Retrieval and QA¶

This page covers the current post-index usage path.

What This Step Does¶

Once processed/stage1/ exists, you can:

retrieve graph-grounded results directly with GFMRetriever.from_index(...)
run batch QA with python -m gfmrag.workflow.qa
run agent reasoning with python -m gfmrag.workflow.qa_ircot_inference

When You Need It¶

Use this page after indexing when you want to retrieve documents, answer questions from saved retrieval outputs, or run iterative reasoning.

Direct Retrieval With `GFMRetriever`¶

Python

from hydra.utils import instantiate
from omegaconf import OmegaConf

from gfmrag import GFMRetriever

cfg = OmegaConf.load("gfmrag/workflow/config/gfm_rag/qa_ircot_inference.yaml")

retriever = GFMRetriever.from_index(
    data_dir="./data",
    data_name="toy_raw",
    model_path="rmanluo/G-reasoner-34M",
    ner_model=instantiate(cfg.ner_model),
    el_model=instantiate(cfg.el_model),
    graph_constructor=instantiate(cfg.graph_constructor),
)

results = retriever.retrieve(
    "Who is the president of France?",
    top_k=5,
    target_types=["document"],
)

The returned structure is keyed by target type, for example results["document"].

Batch QA From Retrieved Results¶

gfmrag.workflow.qa takes a saved retrieval file plus the dataset node table.

Bash

python -m gfmrag.workflow.qa \
  qa_prompt=hotpotqa \
  qa_evaluator=hotpotqa \
  llm.model_name_or_path=gpt-4o-mini \
  test.top_k=5 \
  test.target_types=[document] \
  test.retrieved_result_path=outputs/qa_finetune/latest/predictions_hotpotqa_test.json \
  test.node_path=./data/hotpotqa_test/processed/stage1/nodes.csv

This writes prediction.jsonl under outputs/qa_inference/<date>/<time>/.

Required Inputs For QA¶

test.retrieved_result_path: retrieval results, usually produced by sft_training
test.node_path: path to processed/stage1/nodes.csv
qa_prompt and qa_evaluator: prompt/evaluation config groups

Agent Reasoning¶

gfmrag.workflow.qa_ircot_inference combines retrieval and reasoning in a single workflow.

(Stored items)
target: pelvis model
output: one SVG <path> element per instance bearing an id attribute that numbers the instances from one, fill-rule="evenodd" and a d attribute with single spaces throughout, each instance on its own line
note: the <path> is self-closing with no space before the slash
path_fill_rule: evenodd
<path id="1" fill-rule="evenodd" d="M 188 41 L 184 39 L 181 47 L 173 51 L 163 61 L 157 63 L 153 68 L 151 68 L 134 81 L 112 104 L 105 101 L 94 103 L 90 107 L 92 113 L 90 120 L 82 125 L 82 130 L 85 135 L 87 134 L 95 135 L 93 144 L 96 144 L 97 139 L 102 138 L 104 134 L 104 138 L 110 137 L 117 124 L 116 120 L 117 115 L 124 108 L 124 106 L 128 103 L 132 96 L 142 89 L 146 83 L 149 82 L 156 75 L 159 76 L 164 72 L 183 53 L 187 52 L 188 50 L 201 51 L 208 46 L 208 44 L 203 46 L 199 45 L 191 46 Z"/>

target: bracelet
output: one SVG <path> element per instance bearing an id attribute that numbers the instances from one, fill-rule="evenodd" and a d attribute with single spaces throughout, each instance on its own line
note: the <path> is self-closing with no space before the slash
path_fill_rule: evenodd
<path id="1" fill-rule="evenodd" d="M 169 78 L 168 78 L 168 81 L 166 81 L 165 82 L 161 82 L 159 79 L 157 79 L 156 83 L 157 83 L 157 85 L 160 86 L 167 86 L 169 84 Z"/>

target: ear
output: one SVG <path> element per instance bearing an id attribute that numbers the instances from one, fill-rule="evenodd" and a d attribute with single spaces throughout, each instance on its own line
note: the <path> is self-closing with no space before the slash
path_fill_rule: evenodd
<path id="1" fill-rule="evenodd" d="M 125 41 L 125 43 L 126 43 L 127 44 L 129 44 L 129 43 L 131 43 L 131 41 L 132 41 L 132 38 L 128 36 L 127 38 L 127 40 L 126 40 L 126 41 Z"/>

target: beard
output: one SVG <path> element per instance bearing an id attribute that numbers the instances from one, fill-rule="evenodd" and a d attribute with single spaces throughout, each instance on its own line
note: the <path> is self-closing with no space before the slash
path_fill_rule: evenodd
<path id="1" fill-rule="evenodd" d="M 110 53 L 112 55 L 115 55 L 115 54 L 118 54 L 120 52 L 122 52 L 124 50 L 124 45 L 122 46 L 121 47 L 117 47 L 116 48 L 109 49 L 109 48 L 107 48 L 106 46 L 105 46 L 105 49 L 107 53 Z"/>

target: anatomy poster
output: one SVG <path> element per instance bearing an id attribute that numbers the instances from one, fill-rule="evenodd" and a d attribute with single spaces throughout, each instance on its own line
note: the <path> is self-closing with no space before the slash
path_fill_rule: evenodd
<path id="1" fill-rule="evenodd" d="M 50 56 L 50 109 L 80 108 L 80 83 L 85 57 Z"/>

(Work request 1)
On the retrieval and QA page, which keyword arguments does the code pass to GFMRetriever.from_index? List all of them.
(Work request 2)
Reproduce word for word the part of the retrieval and QA page between "Once processed/stage1/ exists, you" and "run iterative reasoning.", inclusive.
You won't need the entries for this work.

(Your solution 1)
data_dir, data_name, model_path, ner_model, el_model, graph_constructor

(Your solution 2)
Once processed/stage1/ exists, you can:

retrieve graph-grounded results directly with GFMRetriever.from_index(...)
run batch QA with python -m gfmrag.workflow.qa
run agent reasoning with python -m gfmrag.workflow.qa_ircot_inference

When You Need It¶

Use this page after indexing when you want to retrieve documents, answer questions from saved retrieval outputs, or run iterative reasoning.